**Task goal**:
From the news piece about Mr Price below, pull out the part that starts with the words containing "The national state" and ends with "and insurance claims.", copied word for word.

══ Passage provided ══

Mr Price positioned for online growth


Mr Price positioned for online growth

Published Date: 2020-06-26 | Source: Stephen Gunnion | Author: Stephen Gunnion

Mr Price positioned for online growth

The budget retailer says it remains to be seen whether the growing move to online shopping is a permanent step change in consumer behaviour.

Mr Price says online sales have boomed since lockdown restrictions were eased, allowing South Africans to resume shopping. Pent up demand following total closure in April resulted in retail sales rising 12% between 1 May and 20 June, driven by a 90% rise in online sales - with purchases of clothing and sportswear more than doubling.

The budget retailer says its historic and ongoing investment into its omni-channel offering has positioned it to take advantage of the trend as Covid-19 keeps many shoppers at home. However, it said it remained to be seen whether this was a permanent step change in consumer behaviour.

The national state of disaster and the lockdown came just ahead of Mr Price's March year end, disrupting the last two weeks of trading. Apart from decimating April's sales, it also resulted in additional impairment provisions on its stock, debtors' book and insurance claims.

For the year, total revenue from continuing operations grew 2.1% to R23 billion with retail sales increasing by 1.5% to R21.2 billion. Second-half sales were stronger as turnaround initiatives at Mr Price Apparel gained traction. It said the improvement came despite a highly promotional trading environment that was further disrupted by regular load shedding. Continuing operations exclude Australia and Poland, which it exited last year. It plans to close shop in Nigeria this year.

═══
══ Data block ══

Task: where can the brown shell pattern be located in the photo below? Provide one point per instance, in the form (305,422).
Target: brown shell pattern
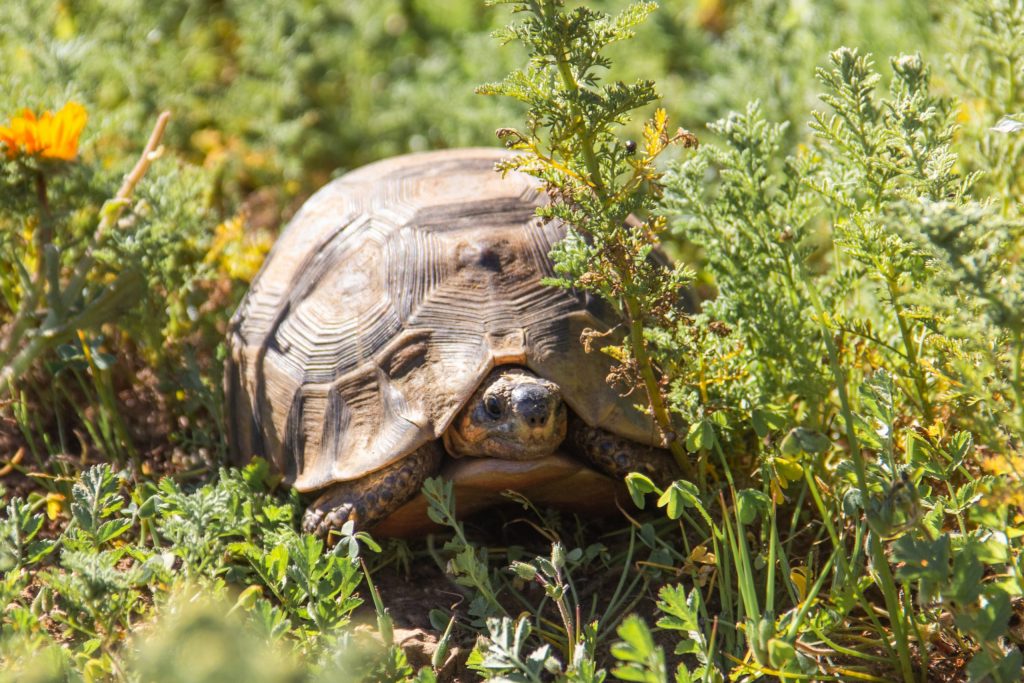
(386,301)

═══

**Output of the exercise**:
The national state of disaster and the lockdown came just ahead of Mr Price's March year end, disrupting the last two weeks of trading. Apart from decimating April's sales, it also resulted in additional impairment provisions on its stock, debtors' book and insurance claims.